→ Records for the exercise:
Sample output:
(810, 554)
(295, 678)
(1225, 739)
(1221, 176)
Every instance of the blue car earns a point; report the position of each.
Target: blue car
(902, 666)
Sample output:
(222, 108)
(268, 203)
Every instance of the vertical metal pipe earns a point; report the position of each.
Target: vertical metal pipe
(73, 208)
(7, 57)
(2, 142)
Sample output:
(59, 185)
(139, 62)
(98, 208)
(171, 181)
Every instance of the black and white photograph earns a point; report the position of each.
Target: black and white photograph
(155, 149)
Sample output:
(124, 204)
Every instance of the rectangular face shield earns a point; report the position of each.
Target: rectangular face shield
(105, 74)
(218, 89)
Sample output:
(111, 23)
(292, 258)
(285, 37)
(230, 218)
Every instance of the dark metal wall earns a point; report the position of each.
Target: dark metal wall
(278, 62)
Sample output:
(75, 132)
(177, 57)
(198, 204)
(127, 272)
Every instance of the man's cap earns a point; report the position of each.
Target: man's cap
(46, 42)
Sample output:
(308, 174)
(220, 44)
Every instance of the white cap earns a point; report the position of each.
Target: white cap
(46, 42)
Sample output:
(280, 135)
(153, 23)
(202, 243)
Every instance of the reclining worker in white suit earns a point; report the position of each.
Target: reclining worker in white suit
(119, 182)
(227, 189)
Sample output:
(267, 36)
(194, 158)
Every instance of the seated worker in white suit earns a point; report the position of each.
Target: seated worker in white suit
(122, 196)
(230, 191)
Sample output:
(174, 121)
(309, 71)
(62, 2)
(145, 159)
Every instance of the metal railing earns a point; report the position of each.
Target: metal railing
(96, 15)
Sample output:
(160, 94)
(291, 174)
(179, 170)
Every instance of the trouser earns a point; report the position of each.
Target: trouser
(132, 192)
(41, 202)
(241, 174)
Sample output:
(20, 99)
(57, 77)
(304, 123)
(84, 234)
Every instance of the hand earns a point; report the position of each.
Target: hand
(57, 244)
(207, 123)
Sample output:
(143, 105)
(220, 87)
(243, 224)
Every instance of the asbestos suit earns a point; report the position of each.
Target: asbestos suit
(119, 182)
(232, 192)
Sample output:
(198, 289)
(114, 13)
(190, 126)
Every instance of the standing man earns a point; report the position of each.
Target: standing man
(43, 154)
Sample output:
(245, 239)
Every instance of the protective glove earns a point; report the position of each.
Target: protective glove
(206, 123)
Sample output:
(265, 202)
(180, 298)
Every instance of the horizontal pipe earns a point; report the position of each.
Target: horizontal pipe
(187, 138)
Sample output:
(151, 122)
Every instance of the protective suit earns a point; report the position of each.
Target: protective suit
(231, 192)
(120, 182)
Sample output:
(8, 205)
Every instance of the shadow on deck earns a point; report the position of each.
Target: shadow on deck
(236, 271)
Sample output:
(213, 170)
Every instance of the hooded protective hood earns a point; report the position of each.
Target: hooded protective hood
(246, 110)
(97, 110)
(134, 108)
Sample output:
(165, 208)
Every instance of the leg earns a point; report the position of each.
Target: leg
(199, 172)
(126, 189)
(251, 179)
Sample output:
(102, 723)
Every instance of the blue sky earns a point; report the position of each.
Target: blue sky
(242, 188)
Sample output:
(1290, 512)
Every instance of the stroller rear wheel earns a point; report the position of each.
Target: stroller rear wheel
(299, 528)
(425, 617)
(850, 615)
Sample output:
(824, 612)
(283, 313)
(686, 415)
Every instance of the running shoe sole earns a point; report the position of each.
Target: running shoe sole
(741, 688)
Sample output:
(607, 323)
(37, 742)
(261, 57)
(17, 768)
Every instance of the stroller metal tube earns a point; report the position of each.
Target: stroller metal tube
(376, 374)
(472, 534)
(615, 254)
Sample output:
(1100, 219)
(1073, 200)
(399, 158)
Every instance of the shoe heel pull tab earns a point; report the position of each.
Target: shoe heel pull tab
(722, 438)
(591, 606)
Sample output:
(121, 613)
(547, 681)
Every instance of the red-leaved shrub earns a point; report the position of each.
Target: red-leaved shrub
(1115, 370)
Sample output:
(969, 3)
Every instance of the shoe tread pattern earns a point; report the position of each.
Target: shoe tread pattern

→ Goal: How many lines in the records above contain the word "standing"? Reply with the number alone.

→ Finished exercise: 2